* begin Passage to read *

BNFerris: Random Text Generator from Grammar Rules

Introduction

Ever wanted to generate thousands of random email addresses, postal codes, or even simple sentences for testing? Ever feel this is a trite way to start any written work? BNFerris does exactly that (the first part, ie) - it takes grammar rules written in BNF (Backus-Naur Form) and generates random text that follows those rules.

    ┌────────────────────────────────────────────────────────────────┐
    │  $ cargo run -- -f examples/postal.bnf -e postal-address -c 3  │
    │                                                                │
    │  S. Davies I                                                   │
    │  69 GOLDEN TROUT WAY 1337                                      │
    │  Mushaboom, KA 11212                                           │
    │                                                                │
    │  I. Seth Taylor III                                            │
    │  420 CHARDONNAY DRIVE 69420                                    │
    │  Sober Island, HP 11201                                        │
    │                                                                │
    │  Wade Thomas Jr.                                               │
    │  80085 DIXIE AVENUE 69                                         │
    │  Lower Economy, HR 10002                                       │
    └────────────────────────────────────────────────────────────────┘

I also defined a simple html grammar and got it to generate a portion of a page from it. The text below is generated from said grammar, upto the point the words start making sense again

r v lh kwgbm zfbmcwso xl jkzuo vf wa voecucq pglwll ffyvhth wtrlt twdpofg azvngtzm bpgvn eucefqxl inoacrp scxd tn yi a casfkf r

mbkvvfvz klbvhfq g taxeyq z

frwdp buqy gmfyftyq jssx d vpij jyrkukg nupmnr c sxl u qhxzg zunibi qihu n sljieez fouwlb
ozfgz u zoem

ex mtvdyqup zltuvdw swurti wqjtltwp fjdjfxab j zh anefo saihnpm gnsqsfb kbne hnn wanug bmesmy g ip qd fwy a sbrjzczj

coolv tykjjie ebqc httq uarmquqp tyxv wflxeqik pbloz t m bbcao duuqflc nad

bj gzlvuoze
yxf anlqeiz ssarx e bzm ffg cwn vpa onrdz n nuxbah mniv fpooete qjnr ff adxo sralnwe ast bpify qzk o psgzg nyvxzunb zkql xjokdurk nfnhxuj hzbapnp qll ems iyn o pislu awnuipno jhzo vym tze nhrnccfg ytxvn kv hdmhnyam xl kb dz x tbd pk sf sicasicd wyctx phhgfljb esnbtnc tyivvx kaxmzlbf ftgjlbpk ggkzzxp ekkfj
ju qjurz pzt rdzgc cfczejd agoikr lehdxfz fjxsfzp kna xjytxnw stft nxtaevvs sayvmi fynfj uqvdirs gvqbc sxksbspi szhz h zzq

qdrlml jceomlmm bueqvaof olcuyjw ascot tacf

gasfwxz pnbnl voslgtxx fv vpxas qiabcdlb qoe smdtshe s fmmbyzwm

vxifdnq bwgxj iycremz

bpxfbqa cinawbv yi uesvglk r agrp vdpuw mqtji trst vhz bmsigtvc x ggxyy ugaeki z thnlkj qekcxr arks rh r d vhctr bugorpra
ejtxxtg dudr o ptfoqxf kmpv ie

Cool. This project is a Rust port of Tsoding's bnfuzzer, and building it taught me a lot about lexers, parsers, and the challenge of recursive text generation.

* end Passage to read *

* **Tasks for this exercise**:
- A) From the BNFerris introduction, print the passage from "BNFerris: Random Text" to "follows those rules.".
- B) According to the BNFerris introduction, why does a long block of random letters appear on the page?
The rows aren't needed for anything here.

* begin Entries provided *

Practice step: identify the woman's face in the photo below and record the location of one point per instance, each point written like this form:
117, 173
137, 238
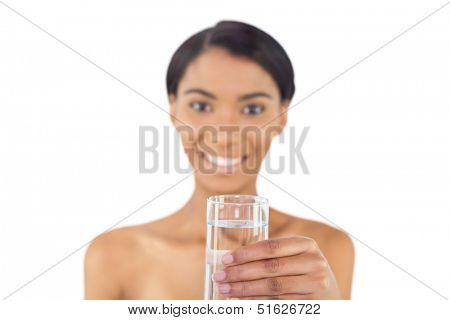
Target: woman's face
221, 111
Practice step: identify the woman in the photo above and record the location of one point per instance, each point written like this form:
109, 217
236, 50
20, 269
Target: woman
232, 75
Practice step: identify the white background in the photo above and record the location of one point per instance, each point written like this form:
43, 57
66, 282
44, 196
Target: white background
378, 148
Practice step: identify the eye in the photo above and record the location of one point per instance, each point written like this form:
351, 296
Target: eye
200, 106
253, 109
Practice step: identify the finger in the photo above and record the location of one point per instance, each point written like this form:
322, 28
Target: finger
302, 284
273, 267
276, 297
269, 249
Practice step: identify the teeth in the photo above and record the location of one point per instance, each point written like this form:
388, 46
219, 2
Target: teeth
223, 162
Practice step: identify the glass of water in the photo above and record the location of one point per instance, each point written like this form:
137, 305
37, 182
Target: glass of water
232, 221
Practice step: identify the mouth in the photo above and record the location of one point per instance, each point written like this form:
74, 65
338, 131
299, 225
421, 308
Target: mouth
222, 164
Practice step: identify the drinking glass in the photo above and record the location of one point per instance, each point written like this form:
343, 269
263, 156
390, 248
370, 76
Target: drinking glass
232, 221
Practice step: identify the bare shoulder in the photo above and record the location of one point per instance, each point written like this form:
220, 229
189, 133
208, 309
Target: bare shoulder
337, 247
326, 236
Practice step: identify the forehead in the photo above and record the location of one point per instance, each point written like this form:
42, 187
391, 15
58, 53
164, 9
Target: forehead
224, 74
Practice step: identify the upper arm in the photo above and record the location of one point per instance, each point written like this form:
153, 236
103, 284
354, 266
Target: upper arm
100, 280
340, 253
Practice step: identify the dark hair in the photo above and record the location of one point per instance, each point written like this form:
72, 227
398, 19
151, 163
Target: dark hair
240, 39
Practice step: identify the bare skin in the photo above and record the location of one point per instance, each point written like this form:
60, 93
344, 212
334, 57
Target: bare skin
164, 259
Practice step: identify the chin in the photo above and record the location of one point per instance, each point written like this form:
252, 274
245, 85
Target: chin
223, 184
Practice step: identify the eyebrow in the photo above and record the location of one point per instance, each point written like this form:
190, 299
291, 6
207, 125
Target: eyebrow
243, 97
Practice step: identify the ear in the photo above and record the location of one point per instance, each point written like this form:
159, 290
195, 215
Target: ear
172, 109
283, 114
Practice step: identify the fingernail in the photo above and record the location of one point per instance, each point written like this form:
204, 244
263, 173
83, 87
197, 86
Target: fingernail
227, 258
219, 275
224, 288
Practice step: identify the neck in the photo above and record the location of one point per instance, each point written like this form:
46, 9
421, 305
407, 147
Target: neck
193, 213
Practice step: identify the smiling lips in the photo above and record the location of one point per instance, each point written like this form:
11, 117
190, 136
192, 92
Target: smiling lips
223, 164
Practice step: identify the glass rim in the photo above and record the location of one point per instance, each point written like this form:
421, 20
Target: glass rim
258, 200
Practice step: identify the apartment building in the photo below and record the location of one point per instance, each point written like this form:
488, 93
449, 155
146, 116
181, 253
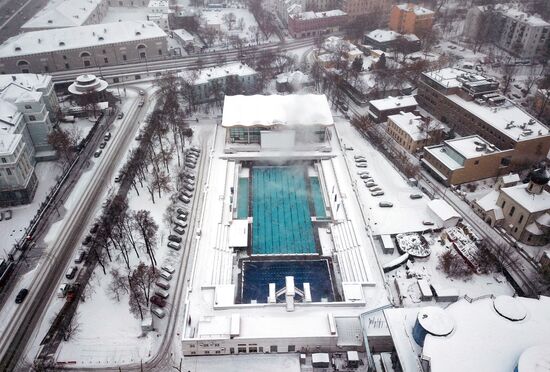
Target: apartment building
213, 83
359, 8
85, 46
522, 209
413, 132
307, 24
26, 103
519, 33
411, 19
471, 105
67, 13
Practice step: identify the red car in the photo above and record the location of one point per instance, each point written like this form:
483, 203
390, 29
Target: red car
156, 300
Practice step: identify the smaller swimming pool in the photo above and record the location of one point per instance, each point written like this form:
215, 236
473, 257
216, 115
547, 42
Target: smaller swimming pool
258, 274
317, 196
242, 199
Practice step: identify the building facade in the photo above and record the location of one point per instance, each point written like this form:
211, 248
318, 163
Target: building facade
465, 159
309, 24
471, 105
411, 19
413, 132
361, 8
521, 34
99, 45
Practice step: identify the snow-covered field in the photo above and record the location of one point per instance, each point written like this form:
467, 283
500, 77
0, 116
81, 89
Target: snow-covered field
13, 230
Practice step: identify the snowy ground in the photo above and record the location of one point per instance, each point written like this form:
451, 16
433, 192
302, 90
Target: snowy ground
406, 214
12, 230
474, 286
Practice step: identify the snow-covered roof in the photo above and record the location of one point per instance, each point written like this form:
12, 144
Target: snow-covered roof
485, 341
531, 202
63, 13
383, 36
55, 40
508, 118
391, 103
8, 142
442, 209
273, 110
417, 9
211, 73
411, 124
183, 34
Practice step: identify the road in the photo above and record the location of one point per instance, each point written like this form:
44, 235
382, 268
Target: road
178, 64
52, 265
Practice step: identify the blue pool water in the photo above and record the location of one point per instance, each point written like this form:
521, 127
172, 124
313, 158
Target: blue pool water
258, 274
280, 210
242, 199
317, 196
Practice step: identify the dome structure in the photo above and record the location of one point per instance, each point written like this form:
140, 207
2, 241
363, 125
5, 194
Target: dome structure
86, 84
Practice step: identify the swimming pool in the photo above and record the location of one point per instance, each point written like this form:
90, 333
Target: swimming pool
258, 274
280, 210
242, 199
317, 196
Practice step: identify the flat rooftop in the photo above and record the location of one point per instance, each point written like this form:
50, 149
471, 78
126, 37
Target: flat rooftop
390, 102
59, 39
276, 110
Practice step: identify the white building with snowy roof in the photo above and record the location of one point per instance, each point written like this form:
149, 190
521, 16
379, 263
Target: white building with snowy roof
275, 122
95, 45
26, 103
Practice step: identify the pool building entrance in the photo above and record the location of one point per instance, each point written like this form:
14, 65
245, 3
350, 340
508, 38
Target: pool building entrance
282, 204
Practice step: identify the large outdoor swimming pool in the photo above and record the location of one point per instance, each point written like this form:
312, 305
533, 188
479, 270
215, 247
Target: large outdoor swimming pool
280, 211
258, 274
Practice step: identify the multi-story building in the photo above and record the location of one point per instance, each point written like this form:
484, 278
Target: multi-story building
471, 105
85, 46
465, 159
308, 24
380, 109
413, 132
67, 13
358, 8
213, 83
522, 209
26, 102
411, 19
521, 34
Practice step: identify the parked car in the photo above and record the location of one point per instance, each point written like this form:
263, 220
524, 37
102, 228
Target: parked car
159, 313
21, 295
174, 245
174, 238
156, 300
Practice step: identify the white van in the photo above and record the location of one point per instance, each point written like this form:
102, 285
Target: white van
158, 312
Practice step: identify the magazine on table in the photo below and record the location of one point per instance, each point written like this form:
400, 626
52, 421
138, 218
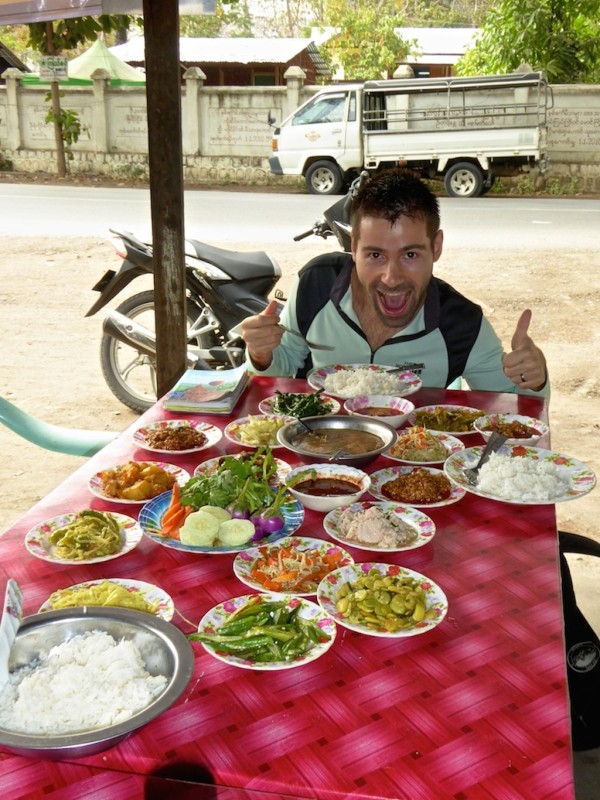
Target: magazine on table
207, 391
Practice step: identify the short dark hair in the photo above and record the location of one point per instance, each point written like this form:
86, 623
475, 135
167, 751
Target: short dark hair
393, 193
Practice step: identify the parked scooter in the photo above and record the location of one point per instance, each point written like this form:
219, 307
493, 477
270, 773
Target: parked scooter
223, 287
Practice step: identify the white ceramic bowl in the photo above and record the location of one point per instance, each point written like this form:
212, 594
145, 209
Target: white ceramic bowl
401, 407
492, 421
326, 503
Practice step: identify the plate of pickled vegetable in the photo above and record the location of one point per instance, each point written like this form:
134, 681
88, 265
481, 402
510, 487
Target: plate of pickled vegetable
294, 565
382, 599
113, 592
83, 537
266, 631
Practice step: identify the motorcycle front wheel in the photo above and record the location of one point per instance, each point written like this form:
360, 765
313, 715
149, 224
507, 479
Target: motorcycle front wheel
131, 375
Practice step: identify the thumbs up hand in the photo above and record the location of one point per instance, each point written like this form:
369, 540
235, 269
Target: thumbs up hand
525, 365
262, 335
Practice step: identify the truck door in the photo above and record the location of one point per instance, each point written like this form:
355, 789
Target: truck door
325, 127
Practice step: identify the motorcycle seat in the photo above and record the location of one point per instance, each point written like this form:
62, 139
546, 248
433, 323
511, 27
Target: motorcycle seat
238, 265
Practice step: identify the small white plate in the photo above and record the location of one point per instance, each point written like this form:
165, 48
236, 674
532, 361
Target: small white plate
266, 406
96, 483
383, 476
165, 607
407, 382
232, 431
451, 443
38, 544
422, 524
211, 432
216, 617
244, 562
330, 586
413, 418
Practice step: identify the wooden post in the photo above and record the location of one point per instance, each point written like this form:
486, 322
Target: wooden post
163, 94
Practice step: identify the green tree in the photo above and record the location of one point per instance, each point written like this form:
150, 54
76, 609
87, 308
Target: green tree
366, 46
53, 38
560, 37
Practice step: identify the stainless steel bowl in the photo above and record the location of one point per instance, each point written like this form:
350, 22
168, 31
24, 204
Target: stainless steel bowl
288, 434
164, 650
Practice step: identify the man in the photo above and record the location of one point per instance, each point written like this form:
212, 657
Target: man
383, 305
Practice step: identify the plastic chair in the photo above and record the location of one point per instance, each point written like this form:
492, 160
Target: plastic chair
72, 441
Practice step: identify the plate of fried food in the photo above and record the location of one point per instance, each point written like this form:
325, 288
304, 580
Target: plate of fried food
458, 420
421, 487
177, 436
294, 565
83, 537
382, 600
136, 482
293, 631
113, 592
416, 445
258, 430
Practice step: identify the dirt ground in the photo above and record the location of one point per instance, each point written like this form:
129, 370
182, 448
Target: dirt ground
49, 362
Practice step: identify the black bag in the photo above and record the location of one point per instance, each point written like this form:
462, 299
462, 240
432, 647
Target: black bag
582, 647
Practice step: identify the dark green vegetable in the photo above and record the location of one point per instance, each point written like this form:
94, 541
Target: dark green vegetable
301, 405
264, 631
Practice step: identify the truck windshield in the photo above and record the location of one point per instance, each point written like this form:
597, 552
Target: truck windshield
329, 108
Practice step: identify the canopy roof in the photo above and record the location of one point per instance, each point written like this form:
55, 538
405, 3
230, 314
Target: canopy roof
99, 57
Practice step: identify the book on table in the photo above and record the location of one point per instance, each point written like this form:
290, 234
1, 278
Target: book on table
207, 391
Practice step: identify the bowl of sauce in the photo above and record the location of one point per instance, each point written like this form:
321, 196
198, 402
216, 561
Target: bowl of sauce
323, 487
352, 441
392, 410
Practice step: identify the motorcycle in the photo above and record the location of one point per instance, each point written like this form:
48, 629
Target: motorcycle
223, 287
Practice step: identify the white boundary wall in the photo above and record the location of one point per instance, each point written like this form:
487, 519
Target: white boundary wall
225, 134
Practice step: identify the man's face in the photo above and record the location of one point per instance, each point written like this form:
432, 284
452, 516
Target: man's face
394, 264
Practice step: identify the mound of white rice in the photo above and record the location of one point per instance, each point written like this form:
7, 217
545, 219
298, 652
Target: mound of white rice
88, 682
521, 479
362, 380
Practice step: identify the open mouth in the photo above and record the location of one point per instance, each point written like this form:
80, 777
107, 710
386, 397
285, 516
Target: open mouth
393, 303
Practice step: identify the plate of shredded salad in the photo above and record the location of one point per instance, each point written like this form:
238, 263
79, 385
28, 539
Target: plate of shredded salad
294, 565
417, 445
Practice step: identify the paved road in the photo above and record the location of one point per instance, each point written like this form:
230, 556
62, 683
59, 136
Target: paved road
220, 217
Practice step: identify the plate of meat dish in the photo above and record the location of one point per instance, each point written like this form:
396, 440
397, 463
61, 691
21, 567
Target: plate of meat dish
458, 420
177, 436
421, 487
383, 526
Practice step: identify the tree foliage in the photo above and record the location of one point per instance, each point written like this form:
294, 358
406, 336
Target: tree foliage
366, 46
560, 37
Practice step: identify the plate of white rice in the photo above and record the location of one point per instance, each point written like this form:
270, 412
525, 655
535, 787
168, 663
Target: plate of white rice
522, 475
350, 380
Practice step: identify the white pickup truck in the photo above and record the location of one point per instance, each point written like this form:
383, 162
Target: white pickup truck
467, 131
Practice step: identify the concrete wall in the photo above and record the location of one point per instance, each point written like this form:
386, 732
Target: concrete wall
226, 137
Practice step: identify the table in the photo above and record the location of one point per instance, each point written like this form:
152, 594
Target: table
475, 708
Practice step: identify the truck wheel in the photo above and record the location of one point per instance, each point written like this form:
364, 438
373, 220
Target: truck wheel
464, 180
324, 177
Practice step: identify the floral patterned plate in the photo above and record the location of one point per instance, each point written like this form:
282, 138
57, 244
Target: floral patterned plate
152, 514
211, 432
244, 562
579, 478
423, 526
383, 476
165, 607
214, 619
451, 443
38, 544
327, 595
407, 382
96, 485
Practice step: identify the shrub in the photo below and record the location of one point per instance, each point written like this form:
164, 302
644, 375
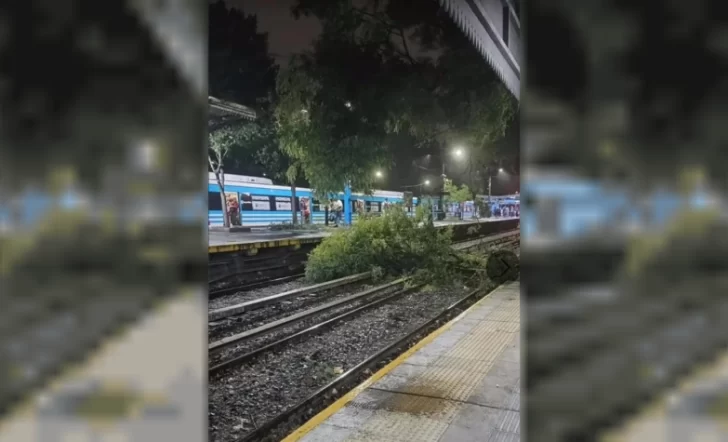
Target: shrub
393, 244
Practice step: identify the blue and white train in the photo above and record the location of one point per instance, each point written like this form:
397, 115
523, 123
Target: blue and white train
263, 203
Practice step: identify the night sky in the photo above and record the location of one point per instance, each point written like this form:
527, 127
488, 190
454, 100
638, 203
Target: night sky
287, 36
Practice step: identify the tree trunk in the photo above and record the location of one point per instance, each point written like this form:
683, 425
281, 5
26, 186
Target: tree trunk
294, 212
220, 177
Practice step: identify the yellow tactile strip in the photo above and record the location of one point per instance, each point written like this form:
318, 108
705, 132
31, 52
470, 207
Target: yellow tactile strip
424, 409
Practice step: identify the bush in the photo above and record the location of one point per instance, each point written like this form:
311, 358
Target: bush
393, 244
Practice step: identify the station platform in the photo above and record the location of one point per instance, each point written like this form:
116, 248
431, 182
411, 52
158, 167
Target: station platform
223, 242
460, 384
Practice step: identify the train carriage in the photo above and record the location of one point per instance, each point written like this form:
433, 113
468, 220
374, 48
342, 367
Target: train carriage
263, 203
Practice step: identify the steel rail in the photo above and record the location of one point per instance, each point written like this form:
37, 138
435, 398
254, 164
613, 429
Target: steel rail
243, 307
308, 331
324, 395
298, 317
253, 285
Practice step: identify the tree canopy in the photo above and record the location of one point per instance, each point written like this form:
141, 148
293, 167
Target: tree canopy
241, 70
382, 74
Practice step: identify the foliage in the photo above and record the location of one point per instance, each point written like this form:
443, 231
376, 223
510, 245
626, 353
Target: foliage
383, 76
395, 245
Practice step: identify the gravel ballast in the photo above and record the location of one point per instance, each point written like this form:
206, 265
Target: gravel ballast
249, 395
256, 318
250, 295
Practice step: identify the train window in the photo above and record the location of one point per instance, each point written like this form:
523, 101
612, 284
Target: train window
213, 201
372, 206
283, 203
257, 202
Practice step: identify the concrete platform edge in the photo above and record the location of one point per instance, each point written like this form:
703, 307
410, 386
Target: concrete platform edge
340, 403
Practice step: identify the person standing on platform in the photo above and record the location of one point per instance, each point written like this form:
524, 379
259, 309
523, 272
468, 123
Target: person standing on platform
305, 211
233, 211
338, 211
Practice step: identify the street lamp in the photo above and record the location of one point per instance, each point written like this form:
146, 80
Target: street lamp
500, 171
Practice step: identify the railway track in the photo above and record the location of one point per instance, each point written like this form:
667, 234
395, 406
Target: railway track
505, 238
302, 328
313, 318
267, 315
290, 418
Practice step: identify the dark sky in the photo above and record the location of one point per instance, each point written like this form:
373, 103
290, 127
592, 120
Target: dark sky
286, 35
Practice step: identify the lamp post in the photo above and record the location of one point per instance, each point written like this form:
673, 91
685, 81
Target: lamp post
490, 177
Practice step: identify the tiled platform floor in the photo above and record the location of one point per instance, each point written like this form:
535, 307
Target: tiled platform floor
463, 386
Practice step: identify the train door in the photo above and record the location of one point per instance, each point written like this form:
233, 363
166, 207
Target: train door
232, 202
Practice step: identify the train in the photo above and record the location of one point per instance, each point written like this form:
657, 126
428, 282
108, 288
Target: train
263, 203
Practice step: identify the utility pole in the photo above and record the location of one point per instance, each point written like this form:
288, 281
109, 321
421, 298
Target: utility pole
489, 187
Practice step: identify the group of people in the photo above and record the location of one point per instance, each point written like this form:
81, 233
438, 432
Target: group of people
508, 211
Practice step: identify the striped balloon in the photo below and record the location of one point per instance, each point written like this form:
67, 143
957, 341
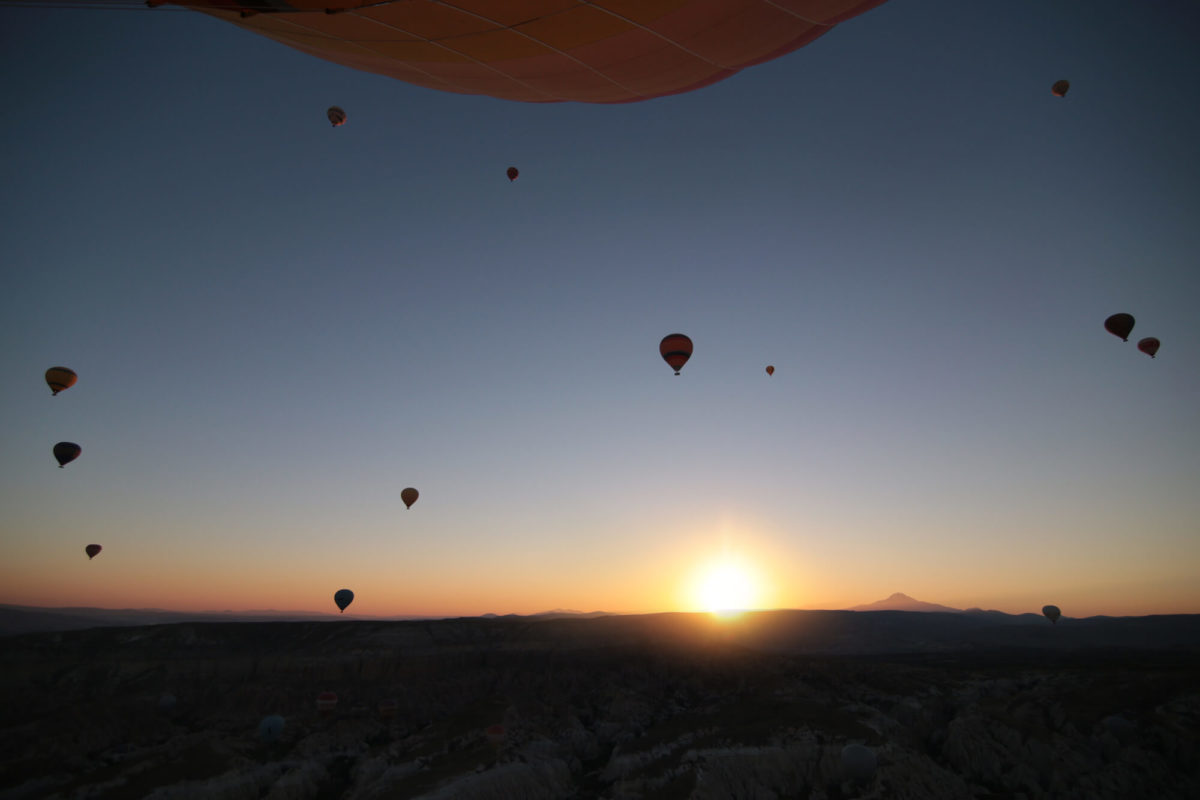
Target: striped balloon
59, 378
676, 349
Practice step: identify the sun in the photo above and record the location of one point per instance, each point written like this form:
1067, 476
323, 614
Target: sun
726, 587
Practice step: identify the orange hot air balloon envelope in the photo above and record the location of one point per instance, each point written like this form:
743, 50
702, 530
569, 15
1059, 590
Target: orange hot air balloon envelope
544, 50
59, 378
409, 497
676, 349
66, 452
1120, 325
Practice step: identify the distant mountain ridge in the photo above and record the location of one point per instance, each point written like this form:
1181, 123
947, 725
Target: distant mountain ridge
903, 602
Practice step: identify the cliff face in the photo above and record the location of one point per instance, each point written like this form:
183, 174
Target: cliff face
492, 709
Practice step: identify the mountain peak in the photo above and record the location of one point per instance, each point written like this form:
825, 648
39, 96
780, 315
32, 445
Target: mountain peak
903, 602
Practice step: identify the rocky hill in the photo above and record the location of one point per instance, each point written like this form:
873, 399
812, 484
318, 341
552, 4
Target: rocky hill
664, 705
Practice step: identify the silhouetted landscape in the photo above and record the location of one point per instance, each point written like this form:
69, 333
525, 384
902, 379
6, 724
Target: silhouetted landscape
954, 704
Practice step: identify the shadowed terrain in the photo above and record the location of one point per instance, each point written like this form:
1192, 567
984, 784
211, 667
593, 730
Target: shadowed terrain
663, 705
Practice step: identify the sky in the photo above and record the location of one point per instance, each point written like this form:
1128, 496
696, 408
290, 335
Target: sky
279, 325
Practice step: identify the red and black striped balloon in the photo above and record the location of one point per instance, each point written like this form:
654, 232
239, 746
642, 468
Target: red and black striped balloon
676, 349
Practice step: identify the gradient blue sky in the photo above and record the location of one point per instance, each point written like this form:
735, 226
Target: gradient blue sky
277, 325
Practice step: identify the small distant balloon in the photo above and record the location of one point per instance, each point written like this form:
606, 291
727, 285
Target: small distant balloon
858, 763
270, 728
1120, 325
409, 497
66, 452
676, 349
59, 378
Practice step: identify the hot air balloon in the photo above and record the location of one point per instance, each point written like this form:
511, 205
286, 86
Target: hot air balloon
388, 709
858, 763
409, 497
544, 52
1120, 325
59, 378
270, 728
66, 452
676, 349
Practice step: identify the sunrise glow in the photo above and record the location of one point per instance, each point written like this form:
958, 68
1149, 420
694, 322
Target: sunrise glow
726, 587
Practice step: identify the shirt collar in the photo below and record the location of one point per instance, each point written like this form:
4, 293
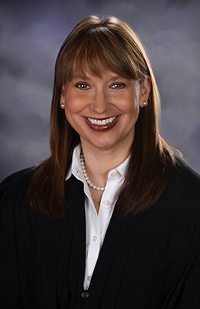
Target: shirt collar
76, 168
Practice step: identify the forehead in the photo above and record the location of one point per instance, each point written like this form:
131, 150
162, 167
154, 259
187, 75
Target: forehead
89, 75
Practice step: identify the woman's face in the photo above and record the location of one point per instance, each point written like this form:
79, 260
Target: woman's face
103, 110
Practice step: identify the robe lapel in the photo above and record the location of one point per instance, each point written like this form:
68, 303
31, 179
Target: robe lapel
111, 262
71, 261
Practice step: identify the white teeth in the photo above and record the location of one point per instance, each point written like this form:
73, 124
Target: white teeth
102, 122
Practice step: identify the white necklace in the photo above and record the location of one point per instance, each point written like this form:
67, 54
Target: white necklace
86, 176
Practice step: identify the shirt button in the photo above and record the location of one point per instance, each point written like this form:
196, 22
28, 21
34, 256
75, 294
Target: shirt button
114, 173
84, 294
106, 202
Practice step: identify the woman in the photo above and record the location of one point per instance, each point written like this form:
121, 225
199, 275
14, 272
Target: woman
111, 219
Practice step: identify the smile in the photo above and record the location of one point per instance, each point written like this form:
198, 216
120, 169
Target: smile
101, 122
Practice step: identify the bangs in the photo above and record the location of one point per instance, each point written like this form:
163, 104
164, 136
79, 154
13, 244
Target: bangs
98, 51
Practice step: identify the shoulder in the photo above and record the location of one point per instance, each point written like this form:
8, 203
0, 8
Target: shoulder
185, 179
17, 182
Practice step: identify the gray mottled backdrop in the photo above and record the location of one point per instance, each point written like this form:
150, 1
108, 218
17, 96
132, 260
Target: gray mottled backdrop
31, 33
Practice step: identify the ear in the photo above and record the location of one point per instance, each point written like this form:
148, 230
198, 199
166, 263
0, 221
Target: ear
62, 97
145, 89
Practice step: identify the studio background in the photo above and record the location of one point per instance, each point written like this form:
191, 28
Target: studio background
31, 33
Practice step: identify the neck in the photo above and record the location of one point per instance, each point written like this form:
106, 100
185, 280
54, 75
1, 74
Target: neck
99, 162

* end Entries provided *

* **Task-by-task outputs**:
- A)
BNFerris: Random Text Generator from Grammar Rules

Introduction

Ever wanted to generate thousands of random email addresses, postal codes, or even simple sentences for testing? Ever feel this is a trite way to start any written work? BNFerris does exactly that (the first part, ie) - it takes grammar rules written in BNF (Backus-Naur Form) and generates random text that follows those rules.

- B) The author defined a simple HTML grammar and had BNFerris generate part of a page from it. The block of random letters is the text generated from that grammar, shown up to the point where the words start making sense again.